§ Data listing:
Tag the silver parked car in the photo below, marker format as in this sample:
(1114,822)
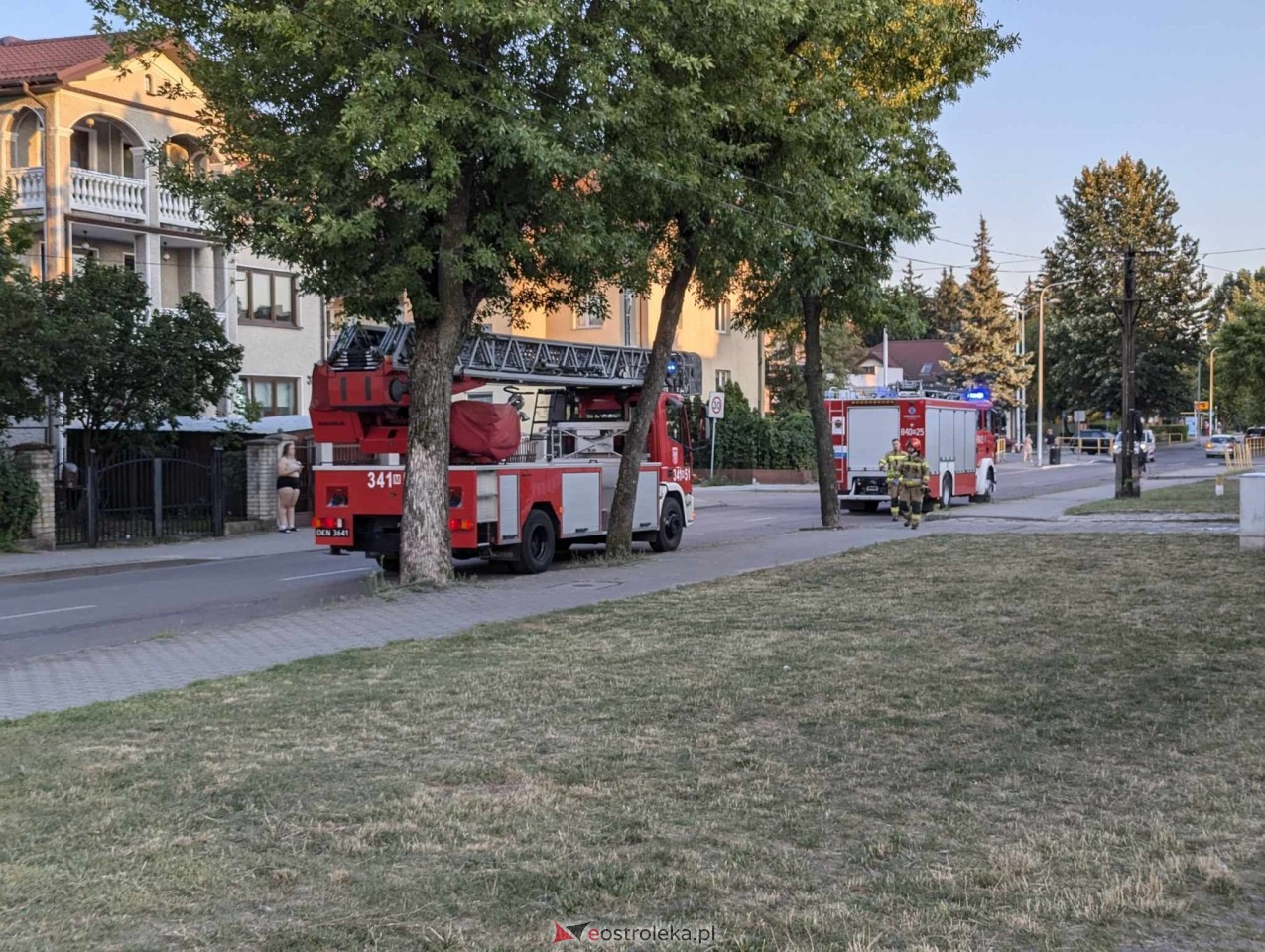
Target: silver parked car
(1148,444)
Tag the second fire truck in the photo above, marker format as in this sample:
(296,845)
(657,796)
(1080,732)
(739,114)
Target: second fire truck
(955,427)
(511,497)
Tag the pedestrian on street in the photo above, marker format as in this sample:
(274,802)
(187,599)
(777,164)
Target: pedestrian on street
(915,478)
(288,487)
(891,463)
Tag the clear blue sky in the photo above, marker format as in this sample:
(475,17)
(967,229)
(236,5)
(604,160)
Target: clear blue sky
(1176,82)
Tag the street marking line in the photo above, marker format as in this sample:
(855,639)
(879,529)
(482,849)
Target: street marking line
(321,574)
(47,611)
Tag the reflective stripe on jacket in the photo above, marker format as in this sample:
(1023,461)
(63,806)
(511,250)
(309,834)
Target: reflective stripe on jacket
(915,470)
(892,463)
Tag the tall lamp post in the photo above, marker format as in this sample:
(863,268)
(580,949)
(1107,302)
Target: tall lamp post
(1040,369)
(1212,391)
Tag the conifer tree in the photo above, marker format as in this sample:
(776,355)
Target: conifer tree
(946,306)
(1113,206)
(983,348)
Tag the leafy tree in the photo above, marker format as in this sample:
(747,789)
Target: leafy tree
(865,159)
(699,91)
(897,309)
(395,151)
(21,325)
(119,368)
(783,376)
(1111,207)
(983,348)
(946,307)
(1241,362)
(1233,288)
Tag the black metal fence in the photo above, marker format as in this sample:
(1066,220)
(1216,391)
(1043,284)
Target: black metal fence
(134,496)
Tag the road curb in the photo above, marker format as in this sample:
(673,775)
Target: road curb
(105,569)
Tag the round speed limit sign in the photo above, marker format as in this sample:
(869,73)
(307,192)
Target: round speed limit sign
(716,405)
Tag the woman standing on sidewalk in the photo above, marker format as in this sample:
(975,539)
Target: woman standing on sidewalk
(288,488)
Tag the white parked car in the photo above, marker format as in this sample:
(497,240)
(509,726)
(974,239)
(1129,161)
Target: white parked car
(1219,445)
(1146,444)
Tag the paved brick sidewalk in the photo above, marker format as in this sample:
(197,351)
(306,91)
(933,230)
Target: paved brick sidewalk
(60,681)
(40,566)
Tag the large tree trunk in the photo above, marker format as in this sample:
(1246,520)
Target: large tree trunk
(619,534)
(426,540)
(813,381)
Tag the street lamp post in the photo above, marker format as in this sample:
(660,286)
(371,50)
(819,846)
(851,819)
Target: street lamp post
(1040,371)
(1212,391)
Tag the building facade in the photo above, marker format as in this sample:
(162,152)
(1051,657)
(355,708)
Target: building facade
(79,147)
(626,318)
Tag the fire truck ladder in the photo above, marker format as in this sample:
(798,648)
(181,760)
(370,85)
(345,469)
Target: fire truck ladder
(501,357)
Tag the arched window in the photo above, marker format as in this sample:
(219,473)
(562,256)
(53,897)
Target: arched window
(27,141)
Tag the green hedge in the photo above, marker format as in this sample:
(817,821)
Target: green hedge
(745,440)
(19,502)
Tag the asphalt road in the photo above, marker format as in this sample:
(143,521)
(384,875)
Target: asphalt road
(63,615)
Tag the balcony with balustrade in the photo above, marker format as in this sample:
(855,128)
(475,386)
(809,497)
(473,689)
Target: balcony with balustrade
(108,174)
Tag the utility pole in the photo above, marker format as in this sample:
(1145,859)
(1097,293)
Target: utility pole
(1126,481)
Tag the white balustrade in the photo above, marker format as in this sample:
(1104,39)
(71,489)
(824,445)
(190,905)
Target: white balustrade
(176,210)
(28,186)
(108,194)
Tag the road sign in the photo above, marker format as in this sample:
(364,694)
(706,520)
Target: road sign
(716,405)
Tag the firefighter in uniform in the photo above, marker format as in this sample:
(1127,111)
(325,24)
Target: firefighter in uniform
(915,476)
(891,463)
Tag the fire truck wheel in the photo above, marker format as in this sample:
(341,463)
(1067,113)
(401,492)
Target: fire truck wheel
(989,486)
(672,524)
(535,551)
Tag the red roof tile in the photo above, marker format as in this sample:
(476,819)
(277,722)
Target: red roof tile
(912,355)
(45,60)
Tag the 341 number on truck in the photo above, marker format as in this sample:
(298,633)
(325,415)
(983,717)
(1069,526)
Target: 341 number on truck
(511,496)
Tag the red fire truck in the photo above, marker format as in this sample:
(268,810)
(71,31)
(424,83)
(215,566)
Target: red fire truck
(956,430)
(513,497)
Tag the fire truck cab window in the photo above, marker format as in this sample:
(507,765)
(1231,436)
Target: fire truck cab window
(677,422)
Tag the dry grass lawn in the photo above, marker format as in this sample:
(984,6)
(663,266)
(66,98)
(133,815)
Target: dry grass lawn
(1185,498)
(1054,743)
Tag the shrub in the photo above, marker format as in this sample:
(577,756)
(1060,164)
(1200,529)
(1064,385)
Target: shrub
(19,502)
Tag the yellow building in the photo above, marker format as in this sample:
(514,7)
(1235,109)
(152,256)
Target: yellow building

§ Instructions to follow: Update all of the records above by replacing "marker format" with "point format" and leaving every other word as it stands. Write them out again without the pictures.

§ Answer for the task:
Tag the silver parked car in the photo below, point format as in this sample:
(1114,822)
Target: silver parked car
(1148,444)
Tag the second fire truck in the photo above, point format as in this sample:
(296,845)
(657,796)
(1080,732)
(739,114)
Target: second fire truck
(955,427)
(511,497)
Tag the pedestrian on street in the photo above, point format as in this sample:
(274,802)
(187,599)
(777,164)
Target: pedestrian on street
(915,478)
(288,487)
(891,463)
Tag the clear blue sky in the photo above, point format as in this sample:
(475,17)
(967,229)
(236,5)
(604,160)
Target: clear blue sky
(1176,82)
Tag the street marking line in the photo above, point format as in this sample:
(855,639)
(879,529)
(482,849)
Target: street marking line
(321,574)
(47,611)
Tag the reflective stripe on jacket in the photo above, point format as in this sample:
(1023,461)
(63,806)
(511,250)
(309,834)
Target: reflective stripe on jacket
(915,470)
(892,463)
Tag the tall lamp post in the photo above, point format as in this sample:
(863,268)
(580,949)
(1107,302)
Target: tall lamp post
(1040,369)
(1212,391)
Tag the conifer tree in the photo above, point format as in this sample:
(776,355)
Target: conifer tree
(946,306)
(1113,206)
(983,348)
Tag the leafy tree in the photo above, point format as in this sample:
(747,789)
Target: leafy tree
(865,159)
(699,91)
(897,309)
(395,151)
(21,325)
(119,368)
(783,376)
(1111,207)
(983,348)
(946,307)
(1241,362)
(1233,288)
Tag the black metal fence in the photo above, point format as in this sample:
(1066,220)
(1216,391)
(1043,284)
Target: black metal fence
(134,496)
Tag the road curb in the photo above, point format as in this sample:
(673,775)
Target: road curb
(105,569)
Tag the round speed limit sign in the photo above, point format as in this sample:
(869,73)
(307,192)
Target: round speed limit sign
(716,405)
Tag the woman standing on sidewalk in the photo above, point format as in this sample:
(975,539)
Target: woman standing on sidewalk
(288,488)
Tag the white parked car in the photo above, point format as in this sample:
(497,240)
(509,726)
(974,239)
(1129,161)
Target: white parked car
(1219,445)
(1146,444)
Tag the paved brick sidewalk in the photo above, point format as in this sample:
(197,351)
(306,91)
(933,230)
Target: paved brick sidewalk
(60,681)
(40,566)
Tag the large tree trunk in the photo above, point format as in this sample:
(1246,520)
Target: large tree trunk
(619,534)
(426,540)
(813,381)
Tag the street lamp post in the photo above, point format as in this sample:
(660,286)
(371,50)
(819,846)
(851,819)
Target: street lamp post
(1040,371)
(1212,391)
Tag the building facade in the photo above, point format as in this sample:
(162,152)
(1051,657)
(355,708)
Target: building facade
(79,147)
(626,318)
Tag the fire truck ladder in the photo above, point format as in this sample:
(798,648)
(181,760)
(370,85)
(345,469)
Target: fire truck ladder
(501,357)
Tag the arched window in the photo above, point format as in this sample:
(219,473)
(562,256)
(53,897)
Target: arched window
(27,141)
Tag the green hedge in the photo above, point format as in this sample:
(817,821)
Target: green hedge
(745,440)
(19,502)
Tag the asphalt road in the photo above, point format as in this sample:
(143,521)
(384,875)
Target: asphalt road
(63,615)
Tag the balcony with balustrade in the photo above, point format as in this sample:
(855,128)
(475,386)
(809,497)
(473,689)
Target: balcony with balustrade
(108,174)
Tag the utility pole in the photo above, point format as in this sample:
(1145,859)
(1097,293)
Target: utility pole
(1126,481)
Tag the white balustrade in the photo above, point format as in this sample:
(1104,39)
(71,489)
(824,445)
(190,905)
Target: white balustrade
(176,210)
(28,186)
(108,194)
Tag the road sign in the photo above, point format as in this sample:
(364,694)
(706,520)
Target: road sign
(716,405)
Tag the firefighter in uniform in the photo above, point format as in this sample:
(1127,111)
(325,24)
Target: firefighter in uniform
(915,476)
(891,463)
Tag the fire truck wheel in the photo above, point format as in this sample:
(341,463)
(1067,113)
(401,492)
Target: fire truck wheel
(989,486)
(672,524)
(535,551)
Tag the red roof tile in the photo above, point format as in this sample:
(476,819)
(277,722)
Target: red roof tile
(912,355)
(45,60)
Tag the 341 number on truck in the photo above, point format as in this sample:
(298,633)
(325,415)
(983,717)
(1069,526)
Target: 341 number on truck
(511,496)
Tag the red fire truck in the photo above, point format as in this sample:
(268,810)
(71,31)
(424,83)
(215,566)
Target: red fire truck
(956,430)
(513,497)
Tag the fire truck cab window in the photo above, point format as in this sample:
(507,765)
(1231,436)
Target: fire truck cab window
(677,422)
Tag the dry grass lawn in the photo above, point format as in this sample:
(984,6)
(663,266)
(66,98)
(133,815)
Target: dry grass lawn
(1185,498)
(1054,743)
Tag the shrub in the photo above, point format as in this sample:
(577,756)
(1060,164)
(1200,529)
(1064,385)
Target: shrub
(19,502)
Tag the yellow building in the photo above, point format as in this sample:
(514,7)
(1235,109)
(152,256)
Target: yellow building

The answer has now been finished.